Exercise objective ->
If a line in the entries contains the string "hand", include that line in your answer.
*** Input records Section Begins ***
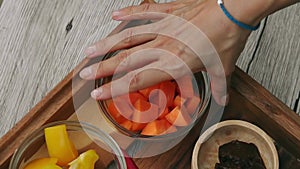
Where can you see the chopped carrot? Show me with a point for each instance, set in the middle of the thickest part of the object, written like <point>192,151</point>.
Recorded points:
<point>138,126</point>
<point>164,113</point>
<point>178,101</point>
<point>192,104</point>
<point>145,112</point>
<point>185,85</point>
<point>147,91</point>
<point>178,117</point>
<point>115,113</point>
<point>127,124</point>
<point>168,88</point>
<point>156,127</point>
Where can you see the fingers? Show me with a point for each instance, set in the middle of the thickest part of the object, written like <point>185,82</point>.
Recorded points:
<point>146,11</point>
<point>132,81</point>
<point>123,61</point>
<point>125,39</point>
<point>220,85</point>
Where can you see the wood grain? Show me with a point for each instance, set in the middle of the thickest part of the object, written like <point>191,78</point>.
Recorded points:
<point>38,51</point>
<point>276,65</point>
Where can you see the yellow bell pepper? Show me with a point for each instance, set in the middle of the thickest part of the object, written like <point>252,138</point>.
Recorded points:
<point>86,160</point>
<point>59,145</point>
<point>43,163</point>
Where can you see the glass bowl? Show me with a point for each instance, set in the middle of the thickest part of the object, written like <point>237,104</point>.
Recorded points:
<point>83,135</point>
<point>201,85</point>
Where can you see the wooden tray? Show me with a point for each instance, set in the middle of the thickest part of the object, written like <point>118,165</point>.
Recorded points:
<point>249,102</point>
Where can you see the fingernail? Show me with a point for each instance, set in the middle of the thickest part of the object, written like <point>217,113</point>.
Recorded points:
<point>90,50</point>
<point>86,73</point>
<point>225,100</point>
<point>96,94</point>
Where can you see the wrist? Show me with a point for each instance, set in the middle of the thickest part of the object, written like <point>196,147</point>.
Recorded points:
<point>249,12</point>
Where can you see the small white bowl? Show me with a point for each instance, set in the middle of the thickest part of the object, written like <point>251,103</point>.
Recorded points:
<point>205,154</point>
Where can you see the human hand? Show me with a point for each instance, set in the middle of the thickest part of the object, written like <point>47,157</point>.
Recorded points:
<point>187,35</point>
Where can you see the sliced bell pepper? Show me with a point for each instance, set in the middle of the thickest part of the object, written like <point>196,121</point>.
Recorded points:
<point>43,163</point>
<point>85,160</point>
<point>59,145</point>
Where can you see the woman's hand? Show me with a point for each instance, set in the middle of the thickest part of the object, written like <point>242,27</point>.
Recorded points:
<point>186,35</point>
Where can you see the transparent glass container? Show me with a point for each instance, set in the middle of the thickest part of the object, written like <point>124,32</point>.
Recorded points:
<point>83,135</point>
<point>146,146</point>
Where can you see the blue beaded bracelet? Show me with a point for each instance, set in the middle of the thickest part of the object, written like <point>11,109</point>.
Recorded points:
<point>240,24</point>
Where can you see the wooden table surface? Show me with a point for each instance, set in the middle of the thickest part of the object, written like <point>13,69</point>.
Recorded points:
<point>37,51</point>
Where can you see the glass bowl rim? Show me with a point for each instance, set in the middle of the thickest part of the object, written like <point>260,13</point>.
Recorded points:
<point>202,107</point>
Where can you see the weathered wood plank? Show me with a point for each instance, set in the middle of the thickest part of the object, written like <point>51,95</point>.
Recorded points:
<point>248,53</point>
<point>277,63</point>
<point>37,51</point>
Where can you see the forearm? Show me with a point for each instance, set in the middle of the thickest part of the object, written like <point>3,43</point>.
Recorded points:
<point>252,12</point>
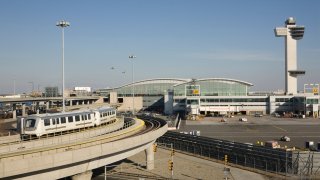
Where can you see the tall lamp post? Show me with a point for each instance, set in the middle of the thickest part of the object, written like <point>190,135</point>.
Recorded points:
<point>63,24</point>
<point>132,57</point>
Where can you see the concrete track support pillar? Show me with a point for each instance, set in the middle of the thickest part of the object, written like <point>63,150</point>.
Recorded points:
<point>47,105</point>
<point>14,111</point>
<point>83,176</point>
<point>23,110</point>
<point>150,158</point>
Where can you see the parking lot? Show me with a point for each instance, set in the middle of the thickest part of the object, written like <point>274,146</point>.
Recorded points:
<point>263,129</point>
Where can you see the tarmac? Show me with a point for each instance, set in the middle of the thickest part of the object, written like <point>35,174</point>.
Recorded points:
<point>185,167</point>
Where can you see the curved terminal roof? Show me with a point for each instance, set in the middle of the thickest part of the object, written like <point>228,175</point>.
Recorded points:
<point>207,87</point>
<point>158,80</point>
<point>217,79</point>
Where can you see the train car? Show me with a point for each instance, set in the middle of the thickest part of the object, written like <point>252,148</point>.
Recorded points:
<point>42,124</point>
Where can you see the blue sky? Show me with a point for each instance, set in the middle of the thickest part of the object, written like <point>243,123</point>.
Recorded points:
<point>171,39</point>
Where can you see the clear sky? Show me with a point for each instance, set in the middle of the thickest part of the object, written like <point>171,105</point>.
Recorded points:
<point>171,39</point>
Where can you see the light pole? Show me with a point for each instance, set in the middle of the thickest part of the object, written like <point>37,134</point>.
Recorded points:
<point>132,57</point>
<point>63,24</point>
<point>32,86</point>
<point>14,87</point>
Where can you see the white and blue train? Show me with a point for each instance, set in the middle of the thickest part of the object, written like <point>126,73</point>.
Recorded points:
<point>42,124</point>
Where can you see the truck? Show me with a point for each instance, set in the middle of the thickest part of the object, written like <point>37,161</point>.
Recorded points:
<point>272,144</point>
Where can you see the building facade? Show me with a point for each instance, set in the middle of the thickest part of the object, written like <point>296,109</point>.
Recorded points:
<point>217,96</point>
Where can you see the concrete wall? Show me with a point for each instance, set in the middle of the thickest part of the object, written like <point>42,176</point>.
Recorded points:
<point>70,159</point>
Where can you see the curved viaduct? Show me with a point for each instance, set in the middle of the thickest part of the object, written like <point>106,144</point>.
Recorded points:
<point>71,157</point>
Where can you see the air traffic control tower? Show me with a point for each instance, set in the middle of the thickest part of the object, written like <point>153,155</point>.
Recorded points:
<point>291,33</point>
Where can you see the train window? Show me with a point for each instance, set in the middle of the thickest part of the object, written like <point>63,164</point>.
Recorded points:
<point>63,120</point>
<point>70,119</point>
<point>47,122</point>
<point>30,123</point>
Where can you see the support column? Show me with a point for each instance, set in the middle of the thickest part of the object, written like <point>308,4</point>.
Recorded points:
<point>47,105</point>
<point>83,176</point>
<point>14,111</point>
<point>23,110</point>
<point>37,107</point>
<point>150,158</point>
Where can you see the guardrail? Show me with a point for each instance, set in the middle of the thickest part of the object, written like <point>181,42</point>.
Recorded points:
<point>305,164</point>
<point>248,155</point>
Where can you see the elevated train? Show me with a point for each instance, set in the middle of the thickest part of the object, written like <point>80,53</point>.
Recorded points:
<point>42,124</point>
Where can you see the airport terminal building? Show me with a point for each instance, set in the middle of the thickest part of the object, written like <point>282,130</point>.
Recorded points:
<point>207,96</point>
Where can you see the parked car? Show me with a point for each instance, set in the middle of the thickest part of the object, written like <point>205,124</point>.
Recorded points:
<point>277,115</point>
<point>223,120</point>
<point>272,144</point>
<point>285,138</point>
<point>243,119</point>
<point>257,115</point>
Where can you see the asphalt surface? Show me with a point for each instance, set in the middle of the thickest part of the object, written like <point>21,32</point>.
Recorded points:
<point>263,129</point>
<point>185,168</point>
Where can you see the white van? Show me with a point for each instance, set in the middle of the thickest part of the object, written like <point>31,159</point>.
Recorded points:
<point>243,119</point>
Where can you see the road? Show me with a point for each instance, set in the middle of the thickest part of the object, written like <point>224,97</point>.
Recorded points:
<point>258,129</point>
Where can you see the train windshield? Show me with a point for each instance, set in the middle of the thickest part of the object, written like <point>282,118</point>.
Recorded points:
<point>30,123</point>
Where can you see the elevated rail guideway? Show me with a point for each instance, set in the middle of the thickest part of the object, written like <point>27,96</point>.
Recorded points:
<point>76,154</point>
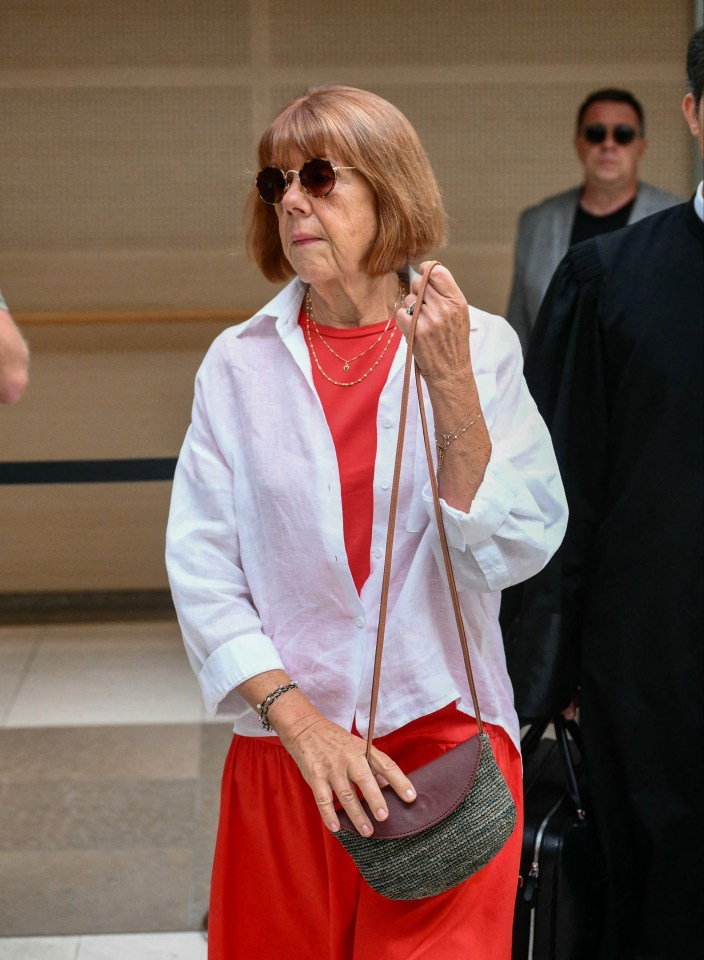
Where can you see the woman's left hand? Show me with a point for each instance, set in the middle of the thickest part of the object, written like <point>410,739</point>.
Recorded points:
<point>441,342</point>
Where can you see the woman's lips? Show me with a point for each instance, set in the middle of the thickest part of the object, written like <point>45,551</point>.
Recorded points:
<point>302,240</point>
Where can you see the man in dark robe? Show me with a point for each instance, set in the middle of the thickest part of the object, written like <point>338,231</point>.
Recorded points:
<point>616,368</point>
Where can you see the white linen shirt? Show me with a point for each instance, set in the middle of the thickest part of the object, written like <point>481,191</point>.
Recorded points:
<point>255,546</point>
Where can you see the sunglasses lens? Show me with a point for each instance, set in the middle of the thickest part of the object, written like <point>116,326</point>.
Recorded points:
<point>624,133</point>
<point>317,177</point>
<point>595,133</point>
<point>271,184</point>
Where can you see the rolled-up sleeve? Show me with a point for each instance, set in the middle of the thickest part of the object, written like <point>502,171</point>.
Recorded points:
*** Input records Section Ends ***
Solved problem ->
Where can you see the human hand? Show me with a point for each instance, set in the middle of the thickest part of the object, written like <point>47,157</point>.
Where can you see the woman's hand? Show me with a point for each instance, set in the middle of the thickest part of the object, written like <point>242,27</point>.
Where can you see the woman's left hand? Show me with a point for each instance, set in the middle of the thickest part of the object, written like <point>410,739</point>.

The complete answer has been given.